Data supplied:
= = =
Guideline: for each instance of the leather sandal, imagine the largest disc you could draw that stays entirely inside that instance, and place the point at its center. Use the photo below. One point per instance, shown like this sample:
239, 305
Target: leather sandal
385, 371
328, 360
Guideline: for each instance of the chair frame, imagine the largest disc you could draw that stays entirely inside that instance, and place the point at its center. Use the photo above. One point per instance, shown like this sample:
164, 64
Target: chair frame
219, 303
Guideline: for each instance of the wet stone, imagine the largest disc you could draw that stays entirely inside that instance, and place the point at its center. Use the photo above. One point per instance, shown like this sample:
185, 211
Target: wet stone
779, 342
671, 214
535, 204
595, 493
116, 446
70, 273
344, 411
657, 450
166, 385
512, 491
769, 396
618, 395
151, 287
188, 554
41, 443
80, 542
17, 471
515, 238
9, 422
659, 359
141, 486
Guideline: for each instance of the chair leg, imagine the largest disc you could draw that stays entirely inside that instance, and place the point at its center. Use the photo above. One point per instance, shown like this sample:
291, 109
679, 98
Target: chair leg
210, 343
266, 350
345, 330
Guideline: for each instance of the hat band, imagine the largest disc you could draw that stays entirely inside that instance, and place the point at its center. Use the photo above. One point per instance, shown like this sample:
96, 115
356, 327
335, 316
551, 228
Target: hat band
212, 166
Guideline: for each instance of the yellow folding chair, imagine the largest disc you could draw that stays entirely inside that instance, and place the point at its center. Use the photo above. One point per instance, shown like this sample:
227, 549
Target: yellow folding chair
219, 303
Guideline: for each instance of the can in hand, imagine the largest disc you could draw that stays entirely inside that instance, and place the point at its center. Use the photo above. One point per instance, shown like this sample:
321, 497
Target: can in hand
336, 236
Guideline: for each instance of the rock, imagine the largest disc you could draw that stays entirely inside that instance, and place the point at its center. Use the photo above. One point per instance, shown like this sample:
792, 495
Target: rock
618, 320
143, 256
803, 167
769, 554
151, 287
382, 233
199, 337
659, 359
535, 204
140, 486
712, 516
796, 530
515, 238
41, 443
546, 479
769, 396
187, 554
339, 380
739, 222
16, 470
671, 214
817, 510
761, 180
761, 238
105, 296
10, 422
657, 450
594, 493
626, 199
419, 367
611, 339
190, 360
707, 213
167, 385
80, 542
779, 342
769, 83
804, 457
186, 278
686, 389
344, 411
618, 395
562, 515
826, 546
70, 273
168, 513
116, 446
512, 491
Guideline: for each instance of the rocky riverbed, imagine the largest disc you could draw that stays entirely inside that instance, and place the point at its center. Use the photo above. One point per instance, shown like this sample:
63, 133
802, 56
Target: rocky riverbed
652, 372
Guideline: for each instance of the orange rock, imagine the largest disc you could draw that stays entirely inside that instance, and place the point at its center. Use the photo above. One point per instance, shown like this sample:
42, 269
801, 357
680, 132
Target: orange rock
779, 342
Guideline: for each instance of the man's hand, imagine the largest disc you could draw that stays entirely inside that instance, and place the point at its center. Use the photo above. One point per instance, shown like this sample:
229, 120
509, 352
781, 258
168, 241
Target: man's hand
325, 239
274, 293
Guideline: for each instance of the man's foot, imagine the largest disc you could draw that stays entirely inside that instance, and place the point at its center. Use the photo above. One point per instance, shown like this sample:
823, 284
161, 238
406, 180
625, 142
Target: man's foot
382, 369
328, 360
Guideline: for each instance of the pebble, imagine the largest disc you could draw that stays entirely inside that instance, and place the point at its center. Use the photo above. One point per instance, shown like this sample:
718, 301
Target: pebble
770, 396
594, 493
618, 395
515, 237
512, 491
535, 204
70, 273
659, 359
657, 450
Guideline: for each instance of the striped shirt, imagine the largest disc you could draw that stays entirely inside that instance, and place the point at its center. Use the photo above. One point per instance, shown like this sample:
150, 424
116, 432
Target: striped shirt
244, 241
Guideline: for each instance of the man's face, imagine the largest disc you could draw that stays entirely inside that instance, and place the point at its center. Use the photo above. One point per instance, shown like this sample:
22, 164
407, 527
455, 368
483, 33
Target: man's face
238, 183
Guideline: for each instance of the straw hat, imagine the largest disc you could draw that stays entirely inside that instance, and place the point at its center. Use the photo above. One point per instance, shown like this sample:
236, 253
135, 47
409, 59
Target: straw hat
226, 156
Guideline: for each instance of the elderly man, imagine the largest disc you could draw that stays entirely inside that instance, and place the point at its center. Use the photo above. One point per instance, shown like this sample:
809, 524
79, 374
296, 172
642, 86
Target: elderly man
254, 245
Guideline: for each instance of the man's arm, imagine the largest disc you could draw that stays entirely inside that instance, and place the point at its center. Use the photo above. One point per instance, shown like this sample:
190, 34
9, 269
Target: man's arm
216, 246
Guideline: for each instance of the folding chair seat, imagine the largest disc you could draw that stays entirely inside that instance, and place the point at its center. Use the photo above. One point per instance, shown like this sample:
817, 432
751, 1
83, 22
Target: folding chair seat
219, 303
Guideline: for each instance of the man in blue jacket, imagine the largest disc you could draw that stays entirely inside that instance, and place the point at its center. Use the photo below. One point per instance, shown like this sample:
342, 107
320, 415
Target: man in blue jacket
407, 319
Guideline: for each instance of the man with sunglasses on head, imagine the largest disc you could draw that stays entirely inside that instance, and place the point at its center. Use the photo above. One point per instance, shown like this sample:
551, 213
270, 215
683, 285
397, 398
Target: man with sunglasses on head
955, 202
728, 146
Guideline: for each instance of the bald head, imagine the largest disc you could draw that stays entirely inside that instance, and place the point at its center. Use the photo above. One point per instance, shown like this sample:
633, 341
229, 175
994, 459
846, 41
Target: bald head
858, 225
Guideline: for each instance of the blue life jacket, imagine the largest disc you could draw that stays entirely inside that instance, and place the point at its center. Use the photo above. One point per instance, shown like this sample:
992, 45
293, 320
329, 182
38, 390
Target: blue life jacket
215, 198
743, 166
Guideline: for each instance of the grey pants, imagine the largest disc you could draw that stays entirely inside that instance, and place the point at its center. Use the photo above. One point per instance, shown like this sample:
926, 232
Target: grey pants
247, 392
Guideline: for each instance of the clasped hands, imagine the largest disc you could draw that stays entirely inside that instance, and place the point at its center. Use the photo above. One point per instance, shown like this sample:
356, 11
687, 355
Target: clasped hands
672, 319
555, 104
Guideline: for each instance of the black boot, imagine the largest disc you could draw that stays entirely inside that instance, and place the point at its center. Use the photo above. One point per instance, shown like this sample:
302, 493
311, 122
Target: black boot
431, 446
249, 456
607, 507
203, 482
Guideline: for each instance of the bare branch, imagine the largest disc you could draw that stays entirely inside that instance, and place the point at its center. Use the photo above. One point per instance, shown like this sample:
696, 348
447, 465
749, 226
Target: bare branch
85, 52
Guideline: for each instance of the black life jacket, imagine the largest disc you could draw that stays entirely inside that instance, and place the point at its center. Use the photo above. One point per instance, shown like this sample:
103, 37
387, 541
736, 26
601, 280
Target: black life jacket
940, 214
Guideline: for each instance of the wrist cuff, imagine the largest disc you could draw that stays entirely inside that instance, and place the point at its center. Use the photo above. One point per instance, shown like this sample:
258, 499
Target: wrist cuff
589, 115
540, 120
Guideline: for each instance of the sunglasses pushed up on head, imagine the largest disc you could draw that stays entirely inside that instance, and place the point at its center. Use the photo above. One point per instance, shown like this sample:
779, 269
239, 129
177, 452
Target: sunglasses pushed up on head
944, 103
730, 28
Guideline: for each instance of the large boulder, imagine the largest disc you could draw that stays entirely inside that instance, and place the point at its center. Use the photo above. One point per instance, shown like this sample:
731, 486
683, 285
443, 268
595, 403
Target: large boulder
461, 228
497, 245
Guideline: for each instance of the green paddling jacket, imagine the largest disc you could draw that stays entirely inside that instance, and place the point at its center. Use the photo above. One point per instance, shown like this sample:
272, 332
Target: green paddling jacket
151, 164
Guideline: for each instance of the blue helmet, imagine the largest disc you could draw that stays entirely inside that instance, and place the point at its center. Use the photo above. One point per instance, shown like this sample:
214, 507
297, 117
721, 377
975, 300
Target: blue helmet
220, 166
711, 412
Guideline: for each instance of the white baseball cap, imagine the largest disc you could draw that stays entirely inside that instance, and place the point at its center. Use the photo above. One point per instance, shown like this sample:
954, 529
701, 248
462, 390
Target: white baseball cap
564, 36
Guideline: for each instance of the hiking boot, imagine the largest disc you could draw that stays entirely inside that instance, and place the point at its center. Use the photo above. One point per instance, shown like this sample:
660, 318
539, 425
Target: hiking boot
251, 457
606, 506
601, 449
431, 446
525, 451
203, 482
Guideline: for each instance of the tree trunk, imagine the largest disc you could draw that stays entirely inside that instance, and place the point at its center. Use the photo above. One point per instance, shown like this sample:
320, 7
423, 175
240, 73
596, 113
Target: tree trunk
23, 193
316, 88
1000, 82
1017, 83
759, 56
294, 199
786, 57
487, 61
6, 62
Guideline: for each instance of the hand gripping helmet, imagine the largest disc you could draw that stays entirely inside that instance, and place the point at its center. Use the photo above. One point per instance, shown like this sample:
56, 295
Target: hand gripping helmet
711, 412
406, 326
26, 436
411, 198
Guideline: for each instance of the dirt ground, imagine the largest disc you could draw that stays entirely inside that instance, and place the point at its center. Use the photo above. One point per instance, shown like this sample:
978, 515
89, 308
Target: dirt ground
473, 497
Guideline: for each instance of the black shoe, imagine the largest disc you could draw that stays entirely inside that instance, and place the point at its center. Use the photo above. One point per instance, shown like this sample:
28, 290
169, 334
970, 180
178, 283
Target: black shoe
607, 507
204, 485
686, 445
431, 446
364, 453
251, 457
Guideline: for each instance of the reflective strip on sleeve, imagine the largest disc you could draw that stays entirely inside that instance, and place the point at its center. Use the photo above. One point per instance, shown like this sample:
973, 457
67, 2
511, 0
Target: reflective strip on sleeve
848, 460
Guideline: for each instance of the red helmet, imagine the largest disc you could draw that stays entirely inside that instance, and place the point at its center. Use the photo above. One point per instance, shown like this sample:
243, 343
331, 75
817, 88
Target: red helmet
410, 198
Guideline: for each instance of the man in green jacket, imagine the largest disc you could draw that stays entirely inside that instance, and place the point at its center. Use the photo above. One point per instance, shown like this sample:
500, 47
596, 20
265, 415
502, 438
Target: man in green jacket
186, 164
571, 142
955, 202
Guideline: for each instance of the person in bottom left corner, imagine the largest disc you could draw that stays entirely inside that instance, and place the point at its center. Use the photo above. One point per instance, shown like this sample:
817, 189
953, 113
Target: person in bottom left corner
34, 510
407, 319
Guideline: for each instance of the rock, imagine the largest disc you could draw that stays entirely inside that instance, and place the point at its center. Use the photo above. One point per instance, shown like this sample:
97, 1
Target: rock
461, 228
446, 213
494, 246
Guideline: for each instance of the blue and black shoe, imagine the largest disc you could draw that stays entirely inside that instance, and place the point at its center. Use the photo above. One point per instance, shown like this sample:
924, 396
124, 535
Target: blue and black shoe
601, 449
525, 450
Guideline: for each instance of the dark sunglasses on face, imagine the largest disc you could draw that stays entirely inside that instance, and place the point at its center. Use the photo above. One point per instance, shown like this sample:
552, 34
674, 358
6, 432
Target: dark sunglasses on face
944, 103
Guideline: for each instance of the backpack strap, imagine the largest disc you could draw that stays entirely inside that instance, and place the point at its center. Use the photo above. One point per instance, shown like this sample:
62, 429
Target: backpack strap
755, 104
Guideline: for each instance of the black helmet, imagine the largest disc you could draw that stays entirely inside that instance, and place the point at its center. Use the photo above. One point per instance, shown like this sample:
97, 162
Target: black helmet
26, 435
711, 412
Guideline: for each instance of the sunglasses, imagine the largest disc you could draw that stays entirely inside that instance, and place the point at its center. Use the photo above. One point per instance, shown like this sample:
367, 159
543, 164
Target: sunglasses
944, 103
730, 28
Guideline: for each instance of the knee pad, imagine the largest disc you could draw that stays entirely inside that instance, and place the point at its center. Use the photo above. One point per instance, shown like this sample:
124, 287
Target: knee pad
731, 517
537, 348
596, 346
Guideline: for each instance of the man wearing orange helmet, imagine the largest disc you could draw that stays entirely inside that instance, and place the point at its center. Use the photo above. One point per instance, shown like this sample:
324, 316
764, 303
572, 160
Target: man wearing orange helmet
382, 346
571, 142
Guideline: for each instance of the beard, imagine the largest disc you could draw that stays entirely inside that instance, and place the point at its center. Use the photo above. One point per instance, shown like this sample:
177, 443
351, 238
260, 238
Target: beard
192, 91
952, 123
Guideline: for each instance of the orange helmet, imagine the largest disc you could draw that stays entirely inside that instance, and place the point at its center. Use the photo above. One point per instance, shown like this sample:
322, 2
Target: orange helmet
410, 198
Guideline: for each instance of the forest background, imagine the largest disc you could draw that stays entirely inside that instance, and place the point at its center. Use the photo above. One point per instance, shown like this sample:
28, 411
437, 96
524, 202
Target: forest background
= = =
Work instructions: For each line in the entries that holds "forest", return that line.

Task response:
Guideline: for each instance of the forest background, imagine the largest disc you could draw that stays entirely inside that instance, and place the point at its center. Use the photo above. One point per instance, shown like this sample:
Target: forest background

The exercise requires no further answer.